**What is required**. Find each line in the entries below that contains the word "trunk", and copy those lines in full.
________
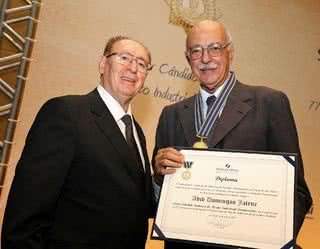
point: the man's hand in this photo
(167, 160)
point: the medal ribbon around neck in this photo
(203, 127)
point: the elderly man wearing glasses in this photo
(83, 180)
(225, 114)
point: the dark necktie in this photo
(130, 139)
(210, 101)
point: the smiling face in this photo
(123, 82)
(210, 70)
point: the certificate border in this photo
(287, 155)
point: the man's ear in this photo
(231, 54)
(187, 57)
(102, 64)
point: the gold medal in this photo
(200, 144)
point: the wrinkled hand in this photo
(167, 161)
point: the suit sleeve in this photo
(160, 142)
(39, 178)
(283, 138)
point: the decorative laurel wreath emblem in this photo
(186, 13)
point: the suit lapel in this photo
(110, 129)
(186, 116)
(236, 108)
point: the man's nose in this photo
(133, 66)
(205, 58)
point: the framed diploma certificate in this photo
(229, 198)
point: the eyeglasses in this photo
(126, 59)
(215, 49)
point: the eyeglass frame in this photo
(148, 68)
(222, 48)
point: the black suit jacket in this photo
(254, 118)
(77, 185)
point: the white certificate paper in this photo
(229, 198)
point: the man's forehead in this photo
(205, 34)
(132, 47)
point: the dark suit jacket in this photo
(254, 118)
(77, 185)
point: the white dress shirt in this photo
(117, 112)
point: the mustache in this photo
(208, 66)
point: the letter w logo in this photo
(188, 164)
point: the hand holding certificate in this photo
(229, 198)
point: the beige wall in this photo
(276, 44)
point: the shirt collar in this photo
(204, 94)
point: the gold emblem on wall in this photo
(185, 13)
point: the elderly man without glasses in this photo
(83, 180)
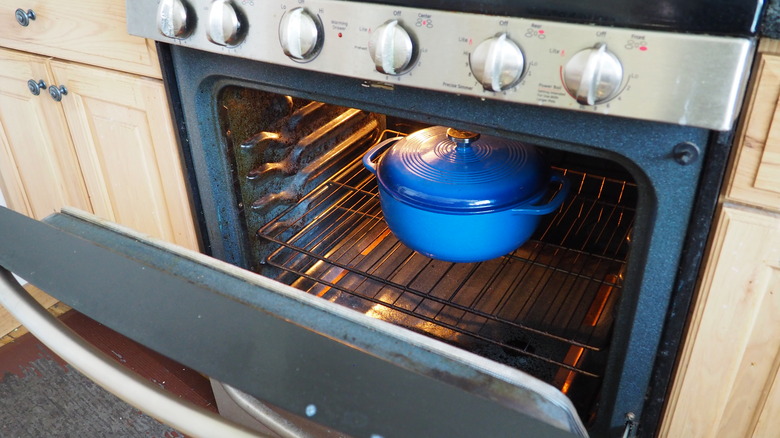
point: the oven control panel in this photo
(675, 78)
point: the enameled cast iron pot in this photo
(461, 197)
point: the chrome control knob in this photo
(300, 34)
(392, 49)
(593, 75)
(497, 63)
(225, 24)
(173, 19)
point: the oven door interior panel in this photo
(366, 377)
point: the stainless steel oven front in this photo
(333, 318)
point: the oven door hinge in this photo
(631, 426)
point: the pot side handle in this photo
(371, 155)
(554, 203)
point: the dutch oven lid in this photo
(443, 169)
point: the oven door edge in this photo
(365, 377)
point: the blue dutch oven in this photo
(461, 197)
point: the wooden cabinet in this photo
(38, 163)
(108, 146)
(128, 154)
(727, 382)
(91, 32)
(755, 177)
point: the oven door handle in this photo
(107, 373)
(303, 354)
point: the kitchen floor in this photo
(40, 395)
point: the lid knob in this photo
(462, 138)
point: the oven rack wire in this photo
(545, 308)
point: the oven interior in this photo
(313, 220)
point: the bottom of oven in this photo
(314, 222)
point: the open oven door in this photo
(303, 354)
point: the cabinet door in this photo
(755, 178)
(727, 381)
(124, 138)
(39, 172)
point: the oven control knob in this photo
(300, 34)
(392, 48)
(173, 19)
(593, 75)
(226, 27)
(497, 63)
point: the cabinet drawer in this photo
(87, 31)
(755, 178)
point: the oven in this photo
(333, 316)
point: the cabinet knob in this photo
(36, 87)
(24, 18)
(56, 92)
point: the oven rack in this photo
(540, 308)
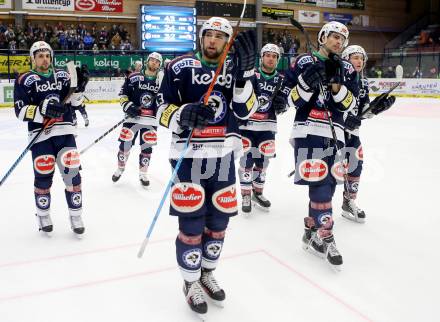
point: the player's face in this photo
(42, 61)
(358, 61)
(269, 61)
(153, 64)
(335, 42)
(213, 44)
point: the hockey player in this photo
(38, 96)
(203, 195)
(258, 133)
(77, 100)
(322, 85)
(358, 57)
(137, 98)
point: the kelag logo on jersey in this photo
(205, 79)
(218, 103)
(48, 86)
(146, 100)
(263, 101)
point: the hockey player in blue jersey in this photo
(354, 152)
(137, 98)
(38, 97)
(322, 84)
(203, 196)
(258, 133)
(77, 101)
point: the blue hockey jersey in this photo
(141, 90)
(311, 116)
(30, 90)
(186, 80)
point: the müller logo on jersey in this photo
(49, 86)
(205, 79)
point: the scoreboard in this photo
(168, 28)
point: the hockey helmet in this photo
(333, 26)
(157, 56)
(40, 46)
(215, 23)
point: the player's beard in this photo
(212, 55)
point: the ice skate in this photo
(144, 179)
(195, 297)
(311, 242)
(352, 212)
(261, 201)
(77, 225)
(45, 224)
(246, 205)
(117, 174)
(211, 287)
________
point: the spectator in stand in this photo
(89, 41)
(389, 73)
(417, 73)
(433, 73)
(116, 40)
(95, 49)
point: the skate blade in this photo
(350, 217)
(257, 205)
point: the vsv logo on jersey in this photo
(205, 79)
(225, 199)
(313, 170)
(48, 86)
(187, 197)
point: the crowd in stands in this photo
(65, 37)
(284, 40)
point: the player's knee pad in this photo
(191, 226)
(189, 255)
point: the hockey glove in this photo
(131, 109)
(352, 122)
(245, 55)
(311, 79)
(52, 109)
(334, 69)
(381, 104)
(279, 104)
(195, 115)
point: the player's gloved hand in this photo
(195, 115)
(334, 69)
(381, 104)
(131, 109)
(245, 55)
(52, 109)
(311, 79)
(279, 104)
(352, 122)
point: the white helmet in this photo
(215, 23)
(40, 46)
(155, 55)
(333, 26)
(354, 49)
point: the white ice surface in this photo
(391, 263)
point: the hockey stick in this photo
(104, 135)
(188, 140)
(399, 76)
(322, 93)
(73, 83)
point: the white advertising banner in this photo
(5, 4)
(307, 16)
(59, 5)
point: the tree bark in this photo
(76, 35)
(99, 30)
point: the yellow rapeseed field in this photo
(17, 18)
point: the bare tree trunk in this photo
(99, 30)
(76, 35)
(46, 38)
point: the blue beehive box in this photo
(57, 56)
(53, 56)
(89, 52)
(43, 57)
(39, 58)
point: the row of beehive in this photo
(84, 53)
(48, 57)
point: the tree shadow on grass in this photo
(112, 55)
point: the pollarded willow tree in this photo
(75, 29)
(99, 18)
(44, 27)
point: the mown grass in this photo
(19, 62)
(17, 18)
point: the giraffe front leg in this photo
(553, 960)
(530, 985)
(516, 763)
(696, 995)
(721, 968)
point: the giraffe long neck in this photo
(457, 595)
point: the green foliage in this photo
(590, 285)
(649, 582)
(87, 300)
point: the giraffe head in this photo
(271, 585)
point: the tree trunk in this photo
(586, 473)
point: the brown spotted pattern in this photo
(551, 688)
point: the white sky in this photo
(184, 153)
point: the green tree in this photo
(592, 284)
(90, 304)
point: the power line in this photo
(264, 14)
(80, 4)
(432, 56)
________
**Result for this exercise**.
point: the bare tree trunk in this photo
point: the tree trunk in this photo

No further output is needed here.